§ Provided passage:
= Beginning of Section =

Source: Roanoke Beacon, 20 Jul 1900
Inadvertently we failed to note in our last issue the marrige of our esteemed townsman, Mr. E.A. CARTER, which happy event took place at the home of the bride, Miss Leila LAWRENCE, in the city of Raleigh, on Wednesday morning of last week, at 10 o’clock. Â Mr. CARTER is a well known and highly respected citizen of this town, and his bride, having filled a position as teacher in Plymouth Academy during the past session, is a lady greatly appreciated by her friends here who extend to her a most cordial welcome.
Source: Roanoke Beacon, 6 Jul 1900
Mrs. Priscilla N. AUSBON was born January 24, 184? and died at her home in Plymouth, N.C., March 1, 1900.

= End of Section =

§ Stored data:
= Beginning of Section =

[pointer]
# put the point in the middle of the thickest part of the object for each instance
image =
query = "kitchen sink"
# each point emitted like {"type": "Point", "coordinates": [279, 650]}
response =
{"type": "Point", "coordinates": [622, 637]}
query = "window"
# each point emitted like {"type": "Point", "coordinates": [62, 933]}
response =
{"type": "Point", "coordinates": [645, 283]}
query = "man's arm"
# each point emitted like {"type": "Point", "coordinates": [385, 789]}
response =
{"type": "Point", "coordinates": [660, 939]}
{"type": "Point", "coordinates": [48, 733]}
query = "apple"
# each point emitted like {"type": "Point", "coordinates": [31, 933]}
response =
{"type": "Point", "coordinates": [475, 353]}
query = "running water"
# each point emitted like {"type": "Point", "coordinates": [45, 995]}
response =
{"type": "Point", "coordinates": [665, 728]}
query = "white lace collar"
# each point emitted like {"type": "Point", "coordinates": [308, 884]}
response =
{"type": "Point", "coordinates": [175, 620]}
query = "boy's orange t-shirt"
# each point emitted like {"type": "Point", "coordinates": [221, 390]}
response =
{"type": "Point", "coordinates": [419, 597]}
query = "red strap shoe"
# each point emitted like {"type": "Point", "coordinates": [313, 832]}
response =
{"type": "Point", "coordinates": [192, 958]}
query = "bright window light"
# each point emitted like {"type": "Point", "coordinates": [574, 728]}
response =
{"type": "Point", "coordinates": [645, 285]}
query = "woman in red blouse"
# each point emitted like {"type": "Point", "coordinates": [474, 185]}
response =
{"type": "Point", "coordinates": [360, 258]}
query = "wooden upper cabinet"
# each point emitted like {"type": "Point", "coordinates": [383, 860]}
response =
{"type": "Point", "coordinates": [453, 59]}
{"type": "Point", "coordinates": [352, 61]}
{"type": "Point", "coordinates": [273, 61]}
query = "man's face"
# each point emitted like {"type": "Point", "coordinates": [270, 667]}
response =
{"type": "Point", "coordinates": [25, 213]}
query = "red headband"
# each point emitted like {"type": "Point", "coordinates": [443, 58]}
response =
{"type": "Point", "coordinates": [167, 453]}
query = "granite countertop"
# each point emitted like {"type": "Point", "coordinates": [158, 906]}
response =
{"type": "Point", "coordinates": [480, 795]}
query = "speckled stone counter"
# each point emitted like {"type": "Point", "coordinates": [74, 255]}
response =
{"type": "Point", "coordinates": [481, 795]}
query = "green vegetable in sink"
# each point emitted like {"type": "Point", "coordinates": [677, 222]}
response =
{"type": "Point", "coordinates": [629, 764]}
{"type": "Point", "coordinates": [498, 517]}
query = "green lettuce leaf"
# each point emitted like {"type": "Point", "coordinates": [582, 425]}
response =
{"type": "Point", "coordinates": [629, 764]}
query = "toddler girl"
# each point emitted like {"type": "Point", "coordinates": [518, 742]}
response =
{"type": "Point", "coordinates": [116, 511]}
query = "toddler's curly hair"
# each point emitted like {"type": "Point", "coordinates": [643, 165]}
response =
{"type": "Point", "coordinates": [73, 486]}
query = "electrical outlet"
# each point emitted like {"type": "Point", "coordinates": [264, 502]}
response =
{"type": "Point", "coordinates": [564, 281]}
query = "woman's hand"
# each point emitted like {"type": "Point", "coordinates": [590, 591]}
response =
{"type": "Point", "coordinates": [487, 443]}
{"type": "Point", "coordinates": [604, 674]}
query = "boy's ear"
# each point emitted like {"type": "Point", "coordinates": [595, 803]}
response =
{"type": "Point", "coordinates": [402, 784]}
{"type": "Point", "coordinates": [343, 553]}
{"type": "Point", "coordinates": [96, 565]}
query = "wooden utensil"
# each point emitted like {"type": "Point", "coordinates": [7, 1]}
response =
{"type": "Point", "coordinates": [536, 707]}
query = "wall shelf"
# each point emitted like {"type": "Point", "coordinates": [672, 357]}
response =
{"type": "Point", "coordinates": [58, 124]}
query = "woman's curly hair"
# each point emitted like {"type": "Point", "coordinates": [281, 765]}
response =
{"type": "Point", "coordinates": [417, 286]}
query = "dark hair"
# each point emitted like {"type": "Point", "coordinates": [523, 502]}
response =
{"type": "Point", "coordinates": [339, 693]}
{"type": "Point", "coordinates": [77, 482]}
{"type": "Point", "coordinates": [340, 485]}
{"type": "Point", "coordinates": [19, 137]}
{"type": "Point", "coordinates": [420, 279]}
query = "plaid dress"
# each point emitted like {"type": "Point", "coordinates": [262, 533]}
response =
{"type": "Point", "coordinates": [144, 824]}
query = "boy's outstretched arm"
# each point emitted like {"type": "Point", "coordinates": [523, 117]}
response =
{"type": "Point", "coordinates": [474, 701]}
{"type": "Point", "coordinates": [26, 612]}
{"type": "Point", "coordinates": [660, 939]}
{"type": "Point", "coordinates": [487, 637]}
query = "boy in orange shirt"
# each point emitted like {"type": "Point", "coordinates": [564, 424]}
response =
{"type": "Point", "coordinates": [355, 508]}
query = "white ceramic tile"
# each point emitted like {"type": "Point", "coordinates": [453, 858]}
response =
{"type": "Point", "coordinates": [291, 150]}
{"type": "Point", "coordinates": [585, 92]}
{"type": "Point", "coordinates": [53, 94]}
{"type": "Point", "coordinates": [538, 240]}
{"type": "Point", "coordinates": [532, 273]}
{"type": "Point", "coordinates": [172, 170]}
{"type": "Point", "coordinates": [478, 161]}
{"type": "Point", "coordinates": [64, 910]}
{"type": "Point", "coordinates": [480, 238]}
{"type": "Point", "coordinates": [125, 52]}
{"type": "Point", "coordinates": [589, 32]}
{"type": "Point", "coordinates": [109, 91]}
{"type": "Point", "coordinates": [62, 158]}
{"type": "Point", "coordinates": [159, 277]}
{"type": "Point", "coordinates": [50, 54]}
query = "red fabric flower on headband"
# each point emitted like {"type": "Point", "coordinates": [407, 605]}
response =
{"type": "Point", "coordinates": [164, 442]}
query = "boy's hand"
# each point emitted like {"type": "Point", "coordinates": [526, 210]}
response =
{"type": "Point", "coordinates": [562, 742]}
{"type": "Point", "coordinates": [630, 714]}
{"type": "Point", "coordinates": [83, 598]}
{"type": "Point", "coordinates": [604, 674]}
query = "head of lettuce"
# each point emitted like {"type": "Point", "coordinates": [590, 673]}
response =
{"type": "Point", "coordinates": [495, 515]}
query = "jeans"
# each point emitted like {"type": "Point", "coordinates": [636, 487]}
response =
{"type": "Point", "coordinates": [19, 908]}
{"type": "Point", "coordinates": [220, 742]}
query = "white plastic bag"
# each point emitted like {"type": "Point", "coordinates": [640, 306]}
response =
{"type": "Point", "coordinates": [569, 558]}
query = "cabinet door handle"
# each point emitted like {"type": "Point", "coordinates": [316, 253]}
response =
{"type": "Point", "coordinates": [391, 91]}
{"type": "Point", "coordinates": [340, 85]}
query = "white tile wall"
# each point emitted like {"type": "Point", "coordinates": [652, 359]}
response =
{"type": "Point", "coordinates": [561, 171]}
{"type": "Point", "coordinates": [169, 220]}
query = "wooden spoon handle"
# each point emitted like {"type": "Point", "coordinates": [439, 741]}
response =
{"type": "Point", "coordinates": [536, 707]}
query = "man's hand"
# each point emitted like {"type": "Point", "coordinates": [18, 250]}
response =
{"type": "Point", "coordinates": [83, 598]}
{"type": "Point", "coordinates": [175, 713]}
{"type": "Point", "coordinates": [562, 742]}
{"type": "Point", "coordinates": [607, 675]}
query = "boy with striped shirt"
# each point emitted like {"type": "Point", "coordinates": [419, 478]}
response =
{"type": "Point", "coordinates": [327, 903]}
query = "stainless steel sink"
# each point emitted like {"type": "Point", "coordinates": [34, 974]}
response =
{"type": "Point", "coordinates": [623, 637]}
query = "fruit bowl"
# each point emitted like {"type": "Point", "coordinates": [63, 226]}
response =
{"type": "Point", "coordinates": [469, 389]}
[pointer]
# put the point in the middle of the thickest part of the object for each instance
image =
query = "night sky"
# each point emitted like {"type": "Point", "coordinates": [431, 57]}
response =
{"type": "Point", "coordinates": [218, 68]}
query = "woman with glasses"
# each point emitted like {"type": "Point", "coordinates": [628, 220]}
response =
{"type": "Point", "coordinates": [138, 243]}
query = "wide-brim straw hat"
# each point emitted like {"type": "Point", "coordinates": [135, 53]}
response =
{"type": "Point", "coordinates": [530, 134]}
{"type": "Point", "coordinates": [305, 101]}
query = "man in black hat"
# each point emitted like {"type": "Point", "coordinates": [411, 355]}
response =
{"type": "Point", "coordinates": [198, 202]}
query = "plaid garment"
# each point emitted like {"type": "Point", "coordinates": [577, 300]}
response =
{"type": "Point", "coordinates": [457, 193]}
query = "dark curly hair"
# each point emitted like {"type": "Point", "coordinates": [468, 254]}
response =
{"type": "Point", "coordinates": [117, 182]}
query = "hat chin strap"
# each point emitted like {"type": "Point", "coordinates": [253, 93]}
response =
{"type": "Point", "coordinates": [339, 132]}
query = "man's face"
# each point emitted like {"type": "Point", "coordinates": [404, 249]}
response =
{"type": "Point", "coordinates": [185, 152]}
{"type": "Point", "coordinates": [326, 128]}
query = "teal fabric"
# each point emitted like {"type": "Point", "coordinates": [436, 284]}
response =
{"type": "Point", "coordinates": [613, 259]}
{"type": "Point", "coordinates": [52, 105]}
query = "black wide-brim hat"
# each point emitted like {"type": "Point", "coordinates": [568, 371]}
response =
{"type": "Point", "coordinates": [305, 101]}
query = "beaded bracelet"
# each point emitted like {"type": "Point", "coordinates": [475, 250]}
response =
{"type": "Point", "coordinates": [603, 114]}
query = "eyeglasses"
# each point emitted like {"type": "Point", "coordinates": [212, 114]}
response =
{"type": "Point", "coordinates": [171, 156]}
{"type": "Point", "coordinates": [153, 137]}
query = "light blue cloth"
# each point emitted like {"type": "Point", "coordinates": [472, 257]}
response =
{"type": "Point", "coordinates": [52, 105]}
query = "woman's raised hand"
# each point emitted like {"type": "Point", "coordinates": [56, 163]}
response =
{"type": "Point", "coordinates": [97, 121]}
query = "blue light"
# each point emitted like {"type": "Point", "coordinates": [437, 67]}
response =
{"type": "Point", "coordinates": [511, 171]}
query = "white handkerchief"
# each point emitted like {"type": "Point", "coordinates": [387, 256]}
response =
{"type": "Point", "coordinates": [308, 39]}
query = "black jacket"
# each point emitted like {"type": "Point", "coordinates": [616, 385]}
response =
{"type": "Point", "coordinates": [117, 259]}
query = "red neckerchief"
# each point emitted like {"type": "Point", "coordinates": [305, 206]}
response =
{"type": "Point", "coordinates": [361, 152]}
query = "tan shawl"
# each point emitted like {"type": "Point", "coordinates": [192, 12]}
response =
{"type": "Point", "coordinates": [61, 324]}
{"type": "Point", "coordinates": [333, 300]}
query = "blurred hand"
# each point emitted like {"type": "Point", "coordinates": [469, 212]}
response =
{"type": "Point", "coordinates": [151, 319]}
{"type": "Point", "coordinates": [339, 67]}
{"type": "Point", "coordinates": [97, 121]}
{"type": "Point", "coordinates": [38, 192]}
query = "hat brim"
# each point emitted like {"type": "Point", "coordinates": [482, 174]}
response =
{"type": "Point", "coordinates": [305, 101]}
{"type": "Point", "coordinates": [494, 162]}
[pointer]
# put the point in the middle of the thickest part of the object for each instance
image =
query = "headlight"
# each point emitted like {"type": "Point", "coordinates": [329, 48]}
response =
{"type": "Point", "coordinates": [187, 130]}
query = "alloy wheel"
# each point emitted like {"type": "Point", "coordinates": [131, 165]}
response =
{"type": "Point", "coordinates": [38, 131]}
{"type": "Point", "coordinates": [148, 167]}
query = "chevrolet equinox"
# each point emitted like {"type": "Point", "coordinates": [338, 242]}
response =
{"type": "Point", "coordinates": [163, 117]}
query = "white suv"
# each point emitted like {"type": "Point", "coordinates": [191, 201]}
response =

= End of Section =

§ Problems and tasks:
[A] Answer these questions from the newspaper notices, one per line:
(i) Where did the marriage of Mr. E.A. CARTER take place?
(ii) What position had the bride held during the past session?
(iii) Where and on what date did Mrs. Priscilla N. AUSBON die?
[B] Repeat the stretch of the newspaper notices from "Source: Roanoke Beacon, 20" through "most cordial welcome." word for word.

§ Results:
[A]
(i) At the home of the bride, Miss Leila LAWRENCE, in the city of Raleigh.
(ii) Teacher in Plymouth Academy.
(iii) At her home in Plymouth, N.C., on March 1, 1900.

[B]
Source: Roanoke Beacon, 20 Jul 1900
Inadvertently we failed to note in our last issue the marrige of our esteemed townsman, Mr. E.A. CARTER, which happy event took place at the home of the bride, Miss Leila LAWRENCE, in the city of Raleigh, on Wednesday morning of last week, at 10 o’clock. Â Mr. CARTER is a well known and highly respected citizen of this town, and his bride, having filled a position as teacher in Plymouth Academy during the past session, is a lady greatly appreciated by her friends here who extend to her a most cordial welcome.